Given problem: Present the stretch from the line containing "like point(179, 163)." through the line containing "point(44, 111)", both included, as a numbered list, leaving out any blank lines.

════

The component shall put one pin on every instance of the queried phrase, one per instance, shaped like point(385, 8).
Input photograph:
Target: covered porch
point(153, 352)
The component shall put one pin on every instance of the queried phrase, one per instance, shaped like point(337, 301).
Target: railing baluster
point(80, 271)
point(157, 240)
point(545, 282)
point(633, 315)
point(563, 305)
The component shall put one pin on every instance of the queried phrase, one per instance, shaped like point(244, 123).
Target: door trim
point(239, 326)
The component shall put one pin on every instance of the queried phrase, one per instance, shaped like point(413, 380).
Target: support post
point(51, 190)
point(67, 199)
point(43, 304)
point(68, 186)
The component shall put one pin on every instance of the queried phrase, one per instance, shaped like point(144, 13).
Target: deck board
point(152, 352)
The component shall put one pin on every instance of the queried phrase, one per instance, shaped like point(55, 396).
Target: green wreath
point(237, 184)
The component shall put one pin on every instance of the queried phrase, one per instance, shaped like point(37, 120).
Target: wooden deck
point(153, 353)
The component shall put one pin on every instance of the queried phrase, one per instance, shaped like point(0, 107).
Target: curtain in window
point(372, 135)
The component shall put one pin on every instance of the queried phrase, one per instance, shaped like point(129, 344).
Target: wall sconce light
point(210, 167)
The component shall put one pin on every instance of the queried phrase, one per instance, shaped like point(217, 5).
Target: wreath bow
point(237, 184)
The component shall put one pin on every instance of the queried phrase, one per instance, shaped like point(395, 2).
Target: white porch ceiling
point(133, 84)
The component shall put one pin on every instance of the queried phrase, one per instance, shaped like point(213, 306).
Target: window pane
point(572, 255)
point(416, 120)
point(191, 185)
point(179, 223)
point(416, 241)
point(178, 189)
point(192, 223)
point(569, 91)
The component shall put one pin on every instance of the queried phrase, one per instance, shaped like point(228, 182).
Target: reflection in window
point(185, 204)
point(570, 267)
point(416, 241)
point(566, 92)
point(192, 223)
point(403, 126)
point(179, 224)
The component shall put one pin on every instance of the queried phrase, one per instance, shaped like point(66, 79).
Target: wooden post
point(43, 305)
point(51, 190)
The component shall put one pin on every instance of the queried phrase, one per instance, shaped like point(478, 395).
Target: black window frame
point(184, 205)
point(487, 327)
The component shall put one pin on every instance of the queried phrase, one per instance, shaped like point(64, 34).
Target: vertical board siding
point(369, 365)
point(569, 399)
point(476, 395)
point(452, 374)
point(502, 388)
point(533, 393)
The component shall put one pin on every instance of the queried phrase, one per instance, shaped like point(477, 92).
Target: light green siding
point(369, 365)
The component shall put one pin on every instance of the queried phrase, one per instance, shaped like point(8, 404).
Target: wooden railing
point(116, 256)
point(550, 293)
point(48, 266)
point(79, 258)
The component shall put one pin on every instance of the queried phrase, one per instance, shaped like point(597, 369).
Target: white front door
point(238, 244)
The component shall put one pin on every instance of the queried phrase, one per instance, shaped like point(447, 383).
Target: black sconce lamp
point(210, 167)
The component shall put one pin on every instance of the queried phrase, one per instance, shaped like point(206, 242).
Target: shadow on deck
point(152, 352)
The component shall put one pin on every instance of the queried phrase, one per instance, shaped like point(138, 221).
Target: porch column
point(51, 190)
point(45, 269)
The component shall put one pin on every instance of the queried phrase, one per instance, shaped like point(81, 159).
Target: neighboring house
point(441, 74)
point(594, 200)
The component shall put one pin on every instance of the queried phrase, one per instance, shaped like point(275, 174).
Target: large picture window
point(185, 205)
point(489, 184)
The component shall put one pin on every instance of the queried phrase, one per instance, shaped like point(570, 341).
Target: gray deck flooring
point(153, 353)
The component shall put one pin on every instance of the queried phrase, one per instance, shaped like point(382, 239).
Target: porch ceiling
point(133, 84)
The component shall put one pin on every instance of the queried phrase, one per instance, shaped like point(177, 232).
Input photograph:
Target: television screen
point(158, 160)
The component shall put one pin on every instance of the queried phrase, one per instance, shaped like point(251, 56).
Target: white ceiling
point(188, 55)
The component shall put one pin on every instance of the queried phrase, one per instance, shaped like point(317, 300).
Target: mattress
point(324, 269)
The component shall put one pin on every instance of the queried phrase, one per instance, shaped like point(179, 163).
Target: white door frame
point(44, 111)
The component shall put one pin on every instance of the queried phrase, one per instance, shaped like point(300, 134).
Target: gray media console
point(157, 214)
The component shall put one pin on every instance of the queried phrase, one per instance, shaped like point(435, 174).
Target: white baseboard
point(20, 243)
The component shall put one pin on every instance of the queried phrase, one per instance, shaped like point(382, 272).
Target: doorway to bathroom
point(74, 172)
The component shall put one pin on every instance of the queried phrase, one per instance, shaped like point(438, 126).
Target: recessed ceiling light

════

Solution for this task:
1. The component shall put one pin on every instance of the queried phrase, one per instance, shaped like point(179, 163).
2. Target: white door frame
3. point(44, 111)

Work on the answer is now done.